Selection -
[proofplan]
We show that a linear map $y = Ax$ is canonical if and only if $AJA^\top = J$. Starting from Hamilton's equations $\dot{x} = J \, \partial H / \partial x$ in the original coordinates, we transform to the new coordinates $y = Ax$ using the chain rule to express $\partial H / \partial x$ in terms of $\partial \widetilde{H} / \partial y$, and substitute into the transformed equation $\dot{y} = A\dot{x}$ to determine when the result has Hamiltonian form $\dot{y} = J \, \partial \widetilde{H} / \partial y$.
[/proofplan]
[step:Express the dynamics in the new coordinates $y = Ax$]
Since $A$ is a constant matrix and $y = Ax$, differentiation with respect to time gives
\begin{align*}
\dot{y} = A \dot{x}.
\end{align*}
By Hamilton's equations in the original coordinates,
\begin{align*}
\dot{x} = J \frac{\partial H}{\partial x},
\end{align*}
so
\begin{align*}
\dot{y} = A J \frac{\partial H}{\partial x}.
\end{align*}
[/step]
[step:Use the chain rule to express $\partial H / \partial x$ in terms of $\partial \widetilde{H} / \partial y$]
Define $\widetilde{H}(y) = H(A^{-1}y)$, so that $\widetilde{H}(Ax) = H(x)$. The chain rule applied to $H(x) = \widetilde{H}(Ax)$ gives
\begin{align*}
\frac{\partial H}{\partial x_i} = \sum_{j=1}^{2n} \frac{\partial \widetilde{H}}{\partial y_j} \cdot \frac{\partial y_j}{\partial x_i} = \sum_{j=1}^{2n} A_{ji} \frac{\partial \widetilde{H}}{\partial y_j},
\end{align*}
since $y_j = \sum_i A_{ji} x_i$. In matrix notation this reads
\begin{align*}
\frac{\partial H}{\partial x} = A^\top \frac{\partial \widetilde{H}}{\partial y}.
\end{align*}
[guided]
The index computation deserves care. We have $y_j = (Ax)_j = \sum_i A_{ji} x_i$, so $\partial y_j / \partial x_i = A_{ji}$. Applying the multivariate chain rule to $H(x) = \widetilde{H}(y(x))$:
\begin{align*}
\frac{\partial H}{\partial x_i} = \sum_{j=1}^{2n} \frac{\partial \widetilde{H}}{\partial y_j} \cdot \frac{\partial y_j}{\partial x_i} = \sum_{j=1}^{2n} A_{ji} \frac{\partial \widetilde{H}}{\partial y_j}.
\end{align*}
The sum $\sum_j A_{ji} \, \partial \widetilde{H} / \partial y_j$ is precisely the $i$-th component of $A^\top \, \partial \widetilde{H} / \partial y$, since $(A^\top)_{ij} = A_{ji}$.
[/guided]
[/step]
[step:Substitute and identify the condition for Hamiltonian form]
Substituting $\partial H / \partial x = A^\top \, \partial \widetilde{H} / \partial y$ into $\dot{y} = AJ \, \partial H / \partial x$:
\begin{align*}
\dot{y} = A J A^\top \frac{\partial \widetilde{H}}{\partial y}.

Brief 1 - Pull out each line of the records below that contains the word "dress".

Record excerpts -
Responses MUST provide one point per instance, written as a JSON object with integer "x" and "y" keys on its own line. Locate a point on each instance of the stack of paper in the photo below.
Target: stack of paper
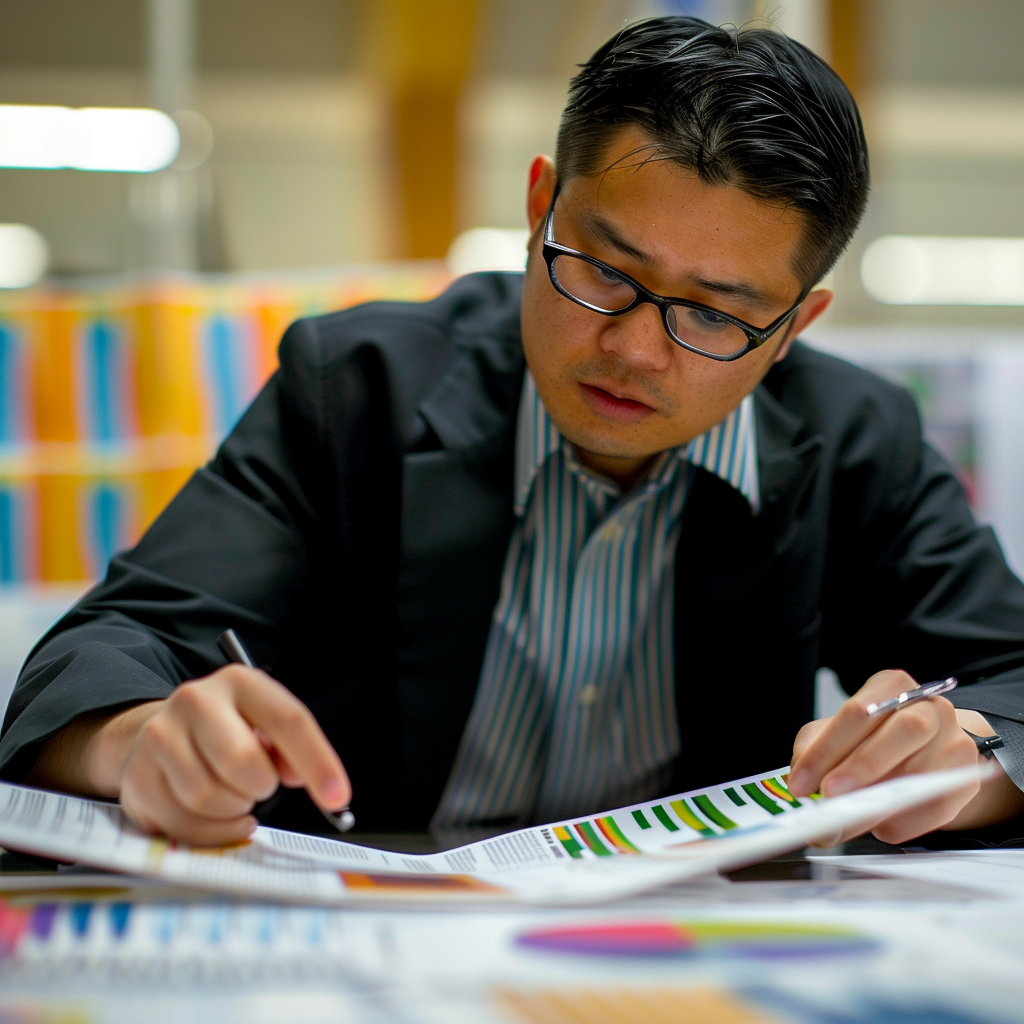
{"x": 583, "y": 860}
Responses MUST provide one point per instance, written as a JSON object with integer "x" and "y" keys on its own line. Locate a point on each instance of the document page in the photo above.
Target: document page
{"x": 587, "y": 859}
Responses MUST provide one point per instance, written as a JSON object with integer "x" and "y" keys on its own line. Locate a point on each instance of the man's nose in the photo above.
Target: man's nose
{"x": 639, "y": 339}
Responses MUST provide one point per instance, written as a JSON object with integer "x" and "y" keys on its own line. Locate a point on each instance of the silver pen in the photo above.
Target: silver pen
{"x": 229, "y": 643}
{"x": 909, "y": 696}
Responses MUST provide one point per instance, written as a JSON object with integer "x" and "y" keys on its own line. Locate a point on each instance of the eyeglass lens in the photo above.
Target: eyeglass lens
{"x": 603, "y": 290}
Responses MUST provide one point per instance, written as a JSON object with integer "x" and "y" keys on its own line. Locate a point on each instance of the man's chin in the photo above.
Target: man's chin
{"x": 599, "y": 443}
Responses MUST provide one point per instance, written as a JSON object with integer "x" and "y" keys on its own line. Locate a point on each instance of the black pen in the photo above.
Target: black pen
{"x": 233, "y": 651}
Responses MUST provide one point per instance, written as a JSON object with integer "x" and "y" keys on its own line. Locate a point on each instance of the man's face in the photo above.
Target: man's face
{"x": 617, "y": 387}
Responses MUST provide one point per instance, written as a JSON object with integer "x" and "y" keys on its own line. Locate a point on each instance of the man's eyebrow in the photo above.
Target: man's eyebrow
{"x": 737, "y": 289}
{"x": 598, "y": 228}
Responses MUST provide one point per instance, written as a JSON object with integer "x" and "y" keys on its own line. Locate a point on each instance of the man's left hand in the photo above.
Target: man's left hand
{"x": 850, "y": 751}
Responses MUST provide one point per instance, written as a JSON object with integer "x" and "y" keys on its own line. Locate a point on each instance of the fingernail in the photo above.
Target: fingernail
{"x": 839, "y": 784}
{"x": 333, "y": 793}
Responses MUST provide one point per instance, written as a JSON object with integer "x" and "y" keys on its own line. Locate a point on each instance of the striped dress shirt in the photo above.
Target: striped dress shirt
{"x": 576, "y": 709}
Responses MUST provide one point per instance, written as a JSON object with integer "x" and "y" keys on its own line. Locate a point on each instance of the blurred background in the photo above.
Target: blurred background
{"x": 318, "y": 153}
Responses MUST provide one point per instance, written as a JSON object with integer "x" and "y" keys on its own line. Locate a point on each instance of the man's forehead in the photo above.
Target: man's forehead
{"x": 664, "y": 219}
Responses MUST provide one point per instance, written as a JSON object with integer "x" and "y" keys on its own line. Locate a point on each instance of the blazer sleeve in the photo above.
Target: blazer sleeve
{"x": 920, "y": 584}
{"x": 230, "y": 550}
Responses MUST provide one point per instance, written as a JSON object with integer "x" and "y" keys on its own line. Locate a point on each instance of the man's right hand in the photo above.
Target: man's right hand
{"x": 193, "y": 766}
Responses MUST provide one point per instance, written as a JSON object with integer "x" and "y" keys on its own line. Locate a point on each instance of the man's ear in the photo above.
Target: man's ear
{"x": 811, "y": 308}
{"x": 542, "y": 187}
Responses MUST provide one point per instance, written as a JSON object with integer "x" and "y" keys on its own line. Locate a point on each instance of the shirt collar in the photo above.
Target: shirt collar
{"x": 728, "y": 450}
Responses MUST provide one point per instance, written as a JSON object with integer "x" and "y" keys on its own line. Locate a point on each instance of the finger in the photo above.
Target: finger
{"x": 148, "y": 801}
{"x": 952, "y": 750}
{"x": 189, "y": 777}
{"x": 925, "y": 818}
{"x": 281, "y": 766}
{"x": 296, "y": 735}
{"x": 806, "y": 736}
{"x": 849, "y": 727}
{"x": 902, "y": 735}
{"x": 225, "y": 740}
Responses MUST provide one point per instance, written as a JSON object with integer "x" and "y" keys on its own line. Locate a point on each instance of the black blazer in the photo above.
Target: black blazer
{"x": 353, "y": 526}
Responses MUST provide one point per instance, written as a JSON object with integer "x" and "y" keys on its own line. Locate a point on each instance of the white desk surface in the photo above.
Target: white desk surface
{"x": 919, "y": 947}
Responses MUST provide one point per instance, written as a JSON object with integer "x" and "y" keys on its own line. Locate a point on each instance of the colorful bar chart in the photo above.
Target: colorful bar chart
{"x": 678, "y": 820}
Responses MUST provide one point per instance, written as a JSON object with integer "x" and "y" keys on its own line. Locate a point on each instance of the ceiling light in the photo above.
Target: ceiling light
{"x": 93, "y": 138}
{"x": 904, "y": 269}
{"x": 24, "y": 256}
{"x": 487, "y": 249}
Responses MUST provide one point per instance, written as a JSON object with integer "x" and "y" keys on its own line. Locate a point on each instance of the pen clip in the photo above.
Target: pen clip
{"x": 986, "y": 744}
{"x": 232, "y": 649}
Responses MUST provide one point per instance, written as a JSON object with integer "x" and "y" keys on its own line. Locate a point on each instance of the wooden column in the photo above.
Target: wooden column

* * *

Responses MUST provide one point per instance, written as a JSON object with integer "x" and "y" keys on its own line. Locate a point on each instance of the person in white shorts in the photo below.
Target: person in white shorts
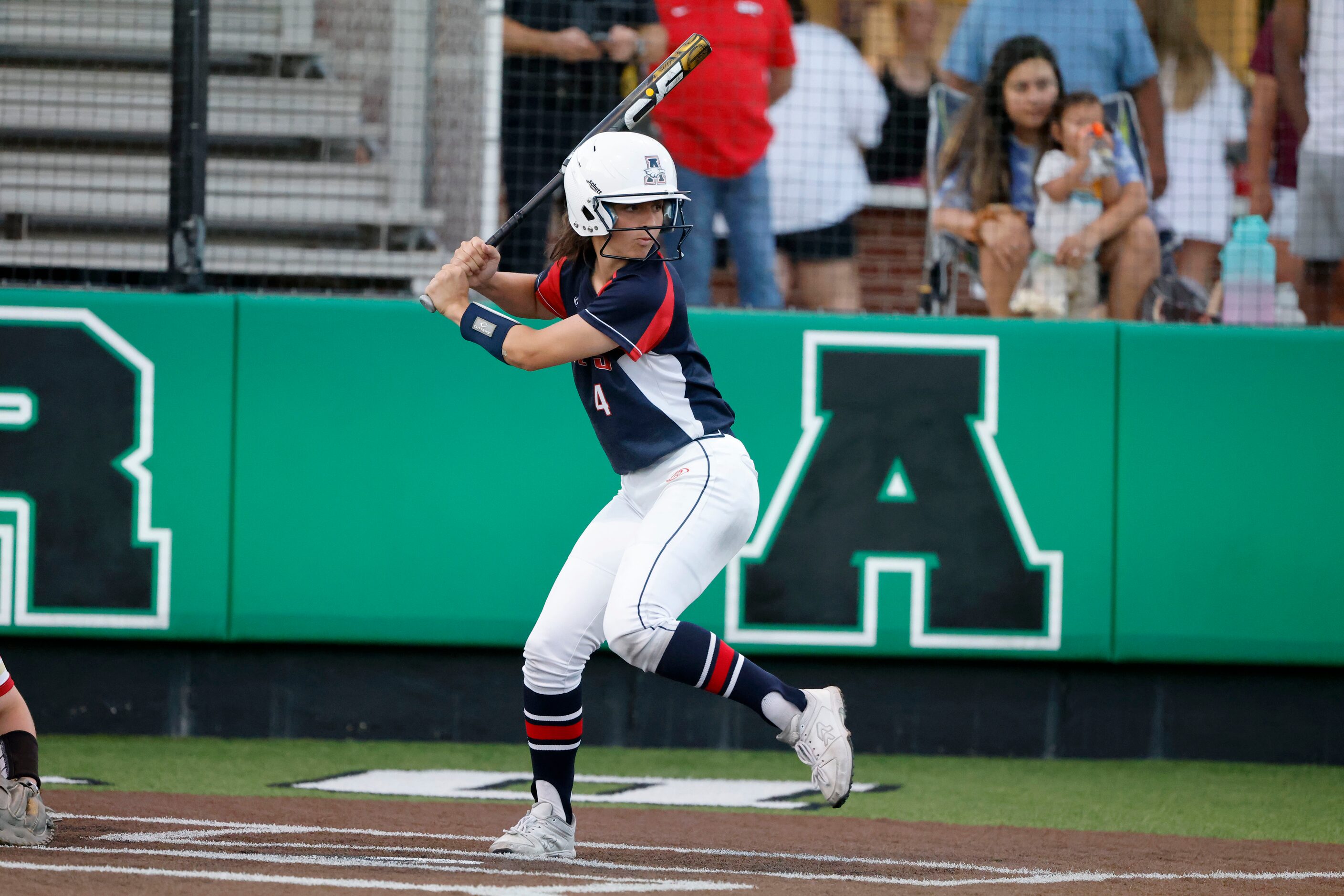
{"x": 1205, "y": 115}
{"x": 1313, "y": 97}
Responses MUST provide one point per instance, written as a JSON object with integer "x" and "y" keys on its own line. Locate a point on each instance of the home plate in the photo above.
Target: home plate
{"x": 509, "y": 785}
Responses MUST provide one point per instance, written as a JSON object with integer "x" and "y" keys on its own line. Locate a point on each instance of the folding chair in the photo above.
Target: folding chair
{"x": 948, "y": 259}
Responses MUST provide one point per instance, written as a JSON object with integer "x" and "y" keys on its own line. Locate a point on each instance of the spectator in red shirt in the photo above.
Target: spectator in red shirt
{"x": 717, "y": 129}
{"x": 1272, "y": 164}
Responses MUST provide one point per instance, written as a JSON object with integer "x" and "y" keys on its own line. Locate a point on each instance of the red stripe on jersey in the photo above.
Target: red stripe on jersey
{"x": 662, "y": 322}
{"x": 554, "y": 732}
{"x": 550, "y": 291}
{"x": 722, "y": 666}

Brief 2 - According to the proof about canonical linear maps, what condition must the matrix $A$ satisfy for the map $y = Ax$ to be canonical?

Worked solution 1 -
Responses MUST provide one point per instance, written as a JSON object with integer "x" and "y" keys on its own line. Locate a point on each instance of the striped dress shirt in the photo above.
Target: striped dress shirt

Worked solution 2 - $AJA^\top = J$